▶ [Working data]:
========================

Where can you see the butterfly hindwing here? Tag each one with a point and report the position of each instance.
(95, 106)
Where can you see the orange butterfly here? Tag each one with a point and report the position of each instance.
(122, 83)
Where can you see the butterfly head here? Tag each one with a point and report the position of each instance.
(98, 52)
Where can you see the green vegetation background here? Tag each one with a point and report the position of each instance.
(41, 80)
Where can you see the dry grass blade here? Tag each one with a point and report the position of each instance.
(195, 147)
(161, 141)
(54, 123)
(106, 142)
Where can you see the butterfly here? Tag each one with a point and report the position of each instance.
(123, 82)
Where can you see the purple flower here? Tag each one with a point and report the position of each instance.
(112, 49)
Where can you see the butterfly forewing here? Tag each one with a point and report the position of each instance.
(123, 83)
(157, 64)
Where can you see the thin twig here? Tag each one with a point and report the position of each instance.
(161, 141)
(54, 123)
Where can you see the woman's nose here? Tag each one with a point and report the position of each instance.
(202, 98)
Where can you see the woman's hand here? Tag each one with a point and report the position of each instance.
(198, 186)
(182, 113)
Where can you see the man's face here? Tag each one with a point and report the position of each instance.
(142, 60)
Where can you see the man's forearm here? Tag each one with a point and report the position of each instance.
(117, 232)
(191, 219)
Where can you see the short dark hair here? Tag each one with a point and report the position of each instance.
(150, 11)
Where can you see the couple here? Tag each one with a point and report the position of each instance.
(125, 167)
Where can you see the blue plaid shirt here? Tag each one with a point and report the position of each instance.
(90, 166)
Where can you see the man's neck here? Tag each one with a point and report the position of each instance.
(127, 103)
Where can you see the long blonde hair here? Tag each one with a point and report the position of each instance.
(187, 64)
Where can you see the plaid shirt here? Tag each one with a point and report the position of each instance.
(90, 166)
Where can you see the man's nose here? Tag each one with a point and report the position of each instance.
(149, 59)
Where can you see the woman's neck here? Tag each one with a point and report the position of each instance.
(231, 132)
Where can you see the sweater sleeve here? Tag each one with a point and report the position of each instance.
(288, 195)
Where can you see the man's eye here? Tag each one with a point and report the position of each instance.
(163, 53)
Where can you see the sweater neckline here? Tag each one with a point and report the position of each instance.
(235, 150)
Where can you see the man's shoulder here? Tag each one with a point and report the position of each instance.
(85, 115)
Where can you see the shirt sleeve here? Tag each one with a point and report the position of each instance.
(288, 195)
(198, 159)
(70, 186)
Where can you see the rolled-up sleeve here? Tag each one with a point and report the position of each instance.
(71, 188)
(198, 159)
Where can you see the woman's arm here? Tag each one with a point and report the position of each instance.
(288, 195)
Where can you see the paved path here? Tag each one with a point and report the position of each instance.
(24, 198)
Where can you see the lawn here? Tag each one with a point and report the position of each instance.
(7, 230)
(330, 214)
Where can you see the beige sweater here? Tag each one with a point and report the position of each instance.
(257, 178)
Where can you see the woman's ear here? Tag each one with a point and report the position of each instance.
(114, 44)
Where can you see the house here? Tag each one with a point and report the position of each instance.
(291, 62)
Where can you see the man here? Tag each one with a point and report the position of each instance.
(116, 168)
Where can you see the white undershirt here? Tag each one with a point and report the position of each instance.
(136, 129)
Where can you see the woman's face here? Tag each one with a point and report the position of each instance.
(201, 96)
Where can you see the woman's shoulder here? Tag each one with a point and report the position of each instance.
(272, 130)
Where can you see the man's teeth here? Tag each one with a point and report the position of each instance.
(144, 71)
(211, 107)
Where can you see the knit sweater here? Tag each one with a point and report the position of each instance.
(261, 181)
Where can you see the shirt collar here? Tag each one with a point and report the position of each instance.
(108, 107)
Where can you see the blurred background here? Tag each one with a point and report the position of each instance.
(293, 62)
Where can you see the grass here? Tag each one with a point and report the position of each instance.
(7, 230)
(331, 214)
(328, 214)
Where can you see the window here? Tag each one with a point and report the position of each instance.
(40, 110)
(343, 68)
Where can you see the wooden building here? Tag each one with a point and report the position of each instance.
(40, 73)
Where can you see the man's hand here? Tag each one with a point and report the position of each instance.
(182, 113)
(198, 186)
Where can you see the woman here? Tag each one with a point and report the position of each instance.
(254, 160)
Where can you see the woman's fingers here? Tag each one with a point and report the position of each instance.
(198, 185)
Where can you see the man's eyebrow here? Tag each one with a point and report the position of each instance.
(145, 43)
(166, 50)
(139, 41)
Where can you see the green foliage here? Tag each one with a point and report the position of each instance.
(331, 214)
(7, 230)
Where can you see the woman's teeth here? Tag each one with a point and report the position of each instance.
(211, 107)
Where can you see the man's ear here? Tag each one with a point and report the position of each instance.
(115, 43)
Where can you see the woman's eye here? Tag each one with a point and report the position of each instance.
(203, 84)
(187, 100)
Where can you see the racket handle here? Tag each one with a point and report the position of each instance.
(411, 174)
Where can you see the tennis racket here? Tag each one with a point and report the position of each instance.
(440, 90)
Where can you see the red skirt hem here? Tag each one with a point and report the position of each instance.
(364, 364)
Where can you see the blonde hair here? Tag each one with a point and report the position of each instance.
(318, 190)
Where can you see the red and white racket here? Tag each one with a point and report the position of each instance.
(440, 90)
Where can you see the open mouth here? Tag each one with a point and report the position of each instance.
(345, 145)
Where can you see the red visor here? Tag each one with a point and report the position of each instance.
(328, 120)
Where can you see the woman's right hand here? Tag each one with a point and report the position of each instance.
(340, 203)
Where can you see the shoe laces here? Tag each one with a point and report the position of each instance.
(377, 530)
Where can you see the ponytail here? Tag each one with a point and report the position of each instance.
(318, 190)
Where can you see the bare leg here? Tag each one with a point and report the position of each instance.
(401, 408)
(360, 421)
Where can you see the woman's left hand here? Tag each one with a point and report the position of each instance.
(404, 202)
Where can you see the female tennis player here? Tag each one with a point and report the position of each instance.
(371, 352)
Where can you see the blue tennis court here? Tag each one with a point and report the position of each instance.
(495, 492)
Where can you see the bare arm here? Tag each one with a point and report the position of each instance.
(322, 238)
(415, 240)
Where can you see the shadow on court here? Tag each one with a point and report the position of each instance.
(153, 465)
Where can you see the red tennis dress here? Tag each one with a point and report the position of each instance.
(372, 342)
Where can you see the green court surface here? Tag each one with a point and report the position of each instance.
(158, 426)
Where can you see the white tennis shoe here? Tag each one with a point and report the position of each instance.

========================

▶ [The problem]: Take the lines above and retype all of them exactly.

▶ [Response to this exercise]:
Where can you see the butterfly hindwing here? Tag each one with a point and report the position of each instance.
(95, 106)
Where can you see the orange butterfly here? Tag each one with a point and report the position of each instance.
(122, 83)
Where can you see the butterfly head here? Tag each one with a point and report the position of each instance.
(98, 52)
Where can you see the green vegetation background here? Tag each one with a point and report the position of each instance.
(41, 80)
Where can you see the dry grass blade here? Tag each one with a point and report the position of each instance.
(195, 147)
(161, 141)
(54, 123)
(106, 142)
Where can you see the butterfly here? Tag each one with a point and report the position of each instance.
(123, 82)
Where can you see the purple flower here? Tag each one with a point and report the position of each instance.
(112, 49)
Where can you see the butterfly forewing here? Tag each one with a point and report the position of each instance.
(123, 83)
(157, 64)
Where can you see the thin twig here? Tag each one with a point and report the position of each instance.
(161, 141)
(54, 123)
Where can you see the woman's nose here? Tag each one with a point and report the position of each instance.
(202, 98)
Where can you see the woman's hand here? Tag each one with a point and report the position of each instance.
(198, 186)
(182, 113)
Where can you see the man's face here? Tag each one with a point and report the position of each instance.
(142, 60)
Where can you see the man's forearm here? Tag each one with a point and report the position of each instance.
(117, 232)
(191, 219)
Where can you see the short dark hair here? Tag each one with a point and report the position of each instance.
(150, 11)
Where can you see the couple here? Tag each one with a point and report the position of each instance.
(125, 167)
Where can you see the blue plaid shirt here? Tag each one with a point and report the position of each instance.
(90, 166)
Where can you see the man's neck here? Tag each one with a point and report the position of each instance.
(127, 103)
Where can you see the long blonde hair here? Tag each one with a point and report the position of each instance.
(187, 64)
Where can you see the plaid shirt here? Tag each one with a point and report the position of each instance.
(90, 166)
Where can you see the man's nose here? Tag each one with a point and report the position of each instance.
(149, 59)
Where can you see the woman's neck here? Tag each one with a point and report the position of each instance.
(231, 132)
Where can you see the sweater sleeve here? Tag each one with a point and report the position of each instance.
(288, 195)
Where can you see the man's eye here? Tag each one with a point and report the position of each instance.
(163, 53)
Where can you see the sweater neckline here? Tag each one with a point and report the position of each instance.
(235, 150)
Where can you see the man's shoulder here? Tag each one with a point and report the position of each instance.
(85, 115)
Where can you see the shirt sleeve here? Tag each one with a point and report the position of each instance.
(288, 195)
(198, 159)
(70, 186)
Where can you see the rolled-up sleeve here? Tag each one with a point and report the position of each instance.
(71, 188)
(198, 159)
Where can you see the woman's arm here? Tag each one with a point and report the position of each instance.
(288, 195)
Where can you see the paved path here? Tag each one with a point and report the position of each instance.
(24, 198)
Where can you see the lawn here? Tag each one with a point and report the position of each instance.
(7, 230)
(330, 214)
Where can you see the beige sweater here? Tag each one with a point and report the position of each instance.
(257, 178)
Where can you see the woman's ear here? Tag each one with a point and report the position of each instance.
(114, 44)
Where can you see the house here? Tag each one with a point and report the position of each instance.
(291, 62)
Where can you see the man here? Tag each one with a point and report the position of each instance.
(116, 168)
Where can you see the white undershirt here? Tag each one with a point and report the position of each instance.
(136, 129)
Where can you see the woman's face here? Tag each one with a point and report the position of each instance.
(201, 96)
Where can you see the woman's shoulder here? Tag each one with a point and report the position of each instance.
(272, 130)
Where can you see the man's teeth here? Tag each one with a point and report the position of each instance.
(144, 71)
(211, 107)
Where can you see the knit sweater here? Tag each one with a point and report the position of each instance.
(261, 181)
Where can you see the shirt collar here? Tag each one with a point and report the position of each instance.
(108, 107)
Where can you see the blurred background here? Tag each one with a point and report the position of each instance.
(293, 62)
Where can you see the grass here? Tag each one with a point and report the position of each instance.
(7, 230)
(331, 214)
(328, 214)
Where can you see the window here? Tag each one with a point and report the position of each instance.
(40, 110)
(343, 68)
Where can you see the wooden building here? Tag each one with a point and report the position of each instance.
(40, 73)
Where can you see the man's hand here? Tag each one with a point and report the position of each instance.
(182, 113)
(198, 186)
Where can you see the woman here? Tag each one with a point and report the position of each instance.
(254, 160)
Where can you see the woman's fingers here? Tag each one with a point and report the position of each instance.
(198, 185)
Where can you see the man's eyebrow here? Tag each one with a point and report the position of each instance.
(145, 43)
(166, 50)
(139, 41)
Where can you see the green foliage here? Tag each one with a point and report the position of each instance.
(331, 214)
(7, 230)
Where can you see the woman's teeth here? Tag each one with a point and report the position of each instance.
(211, 107)
Where can you see the man's ear here? Tag each one with a point and report the position of each instance.
(115, 43)
Where can you see the woman's eye here? Tag each one with a point and report the position of each instance.
(203, 84)
(187, 100)
Where can you see the racket handle here? Tag each one with a point and report the position of each instance.
(411, 174)
Where can you see the tennis racket here? Tag each one with a point and report the position of each instance.
(440, 90)
Where can you see the red skirt hem here? Tag each one with a point and report the position of each instance.
(364, 364)
Where can you see the blonde hair here? Tag each one with a point and report the position of each instance.
(318, 190)
Where can you see the red and white racket here? Tag each one with a point and report the position of each instance.
(440, 90)
Where can you see the open mouth here? Tag each one with a point and report the position of each instance.
(345, 145)
Where can you see the red visor here? Tag each one with a point and report the position of each instance.
(328, 120)
Where can you see the woman's right hand here? Tag each one with a point and report the position of each instance.
(340, 203)
Where can you see the shoe laces here? Tag each one with a point and report the position of each instance.
(377, 530)
Where can you see the ponytail here? Tag each one with a point and report the position of each instance.
(318, 190)
Where can you see the bare leg here? Tag each one with a point and report the position of each instance.
(401, 408)
(360, 421)
Where can you see the woman's left hand here? Tag each one with a point and report the position of each instance.
(404, 202)
Where can you see the female tennis player here? Tag each one with a point and report the position of each instance.
(371, 352)
Where can you see the blue tennis court here? Tag each one with a point and report the position of each instance.
(495, 492)
Where can you see the bare arm here? Tag each one with a point and report the position of each instance.
(322, 238)
(415, 240)
Where can you see the shadow on court here? Tag each one with a point and report the position of each instance.
(153, 465)
Where can you see the red tennis dress here? Tag each one with a point and report the position of each instance.
(372, 342)
Where can you see the green court surface here? Tag each one with a point and report the position of each instance.
(158, 426)
Where can you see the white tennis shoe here? Tag each one with a point and report the position of each instance.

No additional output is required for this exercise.